The real estate markets in Victoria and Vancouver appear to be bucking a national trend.

The real estate markets in Victoria and Vancouver appear to be bucking a national trend. Both have reported significant drops in average selling price through the first quarter of the year while the rest of the country is experiencing gains, according to a new Royal LePage survey.

The average selling price across common types of housing were higher year-over-year in most Canadian markets, with gains for houses at 2.4 per cent and condominiums up 1.2 per cent. But the same could not be said for the two largest B.C. markets.

In Victoria, the average price of a standard detached home dropped 1.5 per cent to $452,115 over the first three months of this year. The price of a bungalow dropped 3.8 per cent to $452,140 and condos fell 7.0 per cent to $267,000.

In Vancouver, which is still the most expensive housing market in the country, the average selling price of detached houses dropped 5.6 per cent to $1.116 million, bungalows fell 5.1 per cent to $1,013,750 and the average condo price slipped 5.6 per cent to $481,250.

B.C.’s decreases across all housing types is down to an overall reduction in activity from both buyers and sellers, which continues to drive prices down, Royal LePage said.

The trend outlined by Royal LePage mirrored statistics released earlier this week by the Victoria Real Estate Board. The board’s data revealed, while sales picked up in March, they still lag behind last year’s pace and the average price per sold unit last month was $455,180, down from $474,656 in 2012.

Victoria Real Estate Board president Shelley Mann was loath to compare the first quarters of this year and last, noting the change in lending rules that came into effect in the middle of 2012 skewed results.

“The first six months of 2012 were reasonably strong, and then mortgage amortization rules changed in July. The revised lending rules affected buyers’ abilities to qualify for mortgages and we are still feeling those effects on the market,” she said.

= = = =

_Exercise a_
Pull out every line of the listing that contains the string "picture".

= = = =

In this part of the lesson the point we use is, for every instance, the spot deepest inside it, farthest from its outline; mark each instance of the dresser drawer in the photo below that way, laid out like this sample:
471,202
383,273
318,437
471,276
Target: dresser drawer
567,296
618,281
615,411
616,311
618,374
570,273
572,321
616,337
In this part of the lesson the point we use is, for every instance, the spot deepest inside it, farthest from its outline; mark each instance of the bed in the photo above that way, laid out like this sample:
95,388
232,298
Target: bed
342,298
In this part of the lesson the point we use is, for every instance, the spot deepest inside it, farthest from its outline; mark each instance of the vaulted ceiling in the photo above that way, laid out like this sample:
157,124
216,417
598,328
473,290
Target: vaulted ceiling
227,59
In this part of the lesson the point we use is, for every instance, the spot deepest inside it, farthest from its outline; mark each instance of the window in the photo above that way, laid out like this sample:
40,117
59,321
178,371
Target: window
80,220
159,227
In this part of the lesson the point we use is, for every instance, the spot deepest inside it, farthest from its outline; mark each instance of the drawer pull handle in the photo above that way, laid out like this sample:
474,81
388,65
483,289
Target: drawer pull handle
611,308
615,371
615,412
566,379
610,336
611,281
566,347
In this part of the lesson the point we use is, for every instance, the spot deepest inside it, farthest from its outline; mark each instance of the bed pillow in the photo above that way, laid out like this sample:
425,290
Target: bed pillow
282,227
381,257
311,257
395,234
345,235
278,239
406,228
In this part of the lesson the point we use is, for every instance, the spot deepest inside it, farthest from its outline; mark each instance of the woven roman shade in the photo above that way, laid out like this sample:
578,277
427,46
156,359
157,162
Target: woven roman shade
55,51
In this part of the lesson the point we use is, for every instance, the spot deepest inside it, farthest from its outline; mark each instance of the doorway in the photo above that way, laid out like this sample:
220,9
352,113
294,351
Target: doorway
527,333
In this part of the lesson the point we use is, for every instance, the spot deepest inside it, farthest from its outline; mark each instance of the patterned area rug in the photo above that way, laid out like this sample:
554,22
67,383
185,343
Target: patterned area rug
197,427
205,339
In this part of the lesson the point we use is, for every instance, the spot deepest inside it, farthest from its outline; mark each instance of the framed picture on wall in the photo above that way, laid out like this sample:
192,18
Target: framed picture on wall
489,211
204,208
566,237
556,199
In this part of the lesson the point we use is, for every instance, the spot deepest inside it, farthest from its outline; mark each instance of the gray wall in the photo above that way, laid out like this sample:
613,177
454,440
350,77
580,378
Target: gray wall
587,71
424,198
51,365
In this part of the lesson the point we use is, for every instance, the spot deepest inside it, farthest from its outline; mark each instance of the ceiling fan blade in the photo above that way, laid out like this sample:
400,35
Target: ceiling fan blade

= = = =

_Exercise b_
In the real estate article, what was the average price of a standard detached home in Victoria over the first three months of the year?

_Written reply a_
In this part of the lesson the point we use is, for every instance, the spot deepest inside it, farthest from its outline; mark each instance of the framed picture on wall in the photo above that way, laid out like this sample:
Target: framed picture on wall

_Written reply b_
$452,115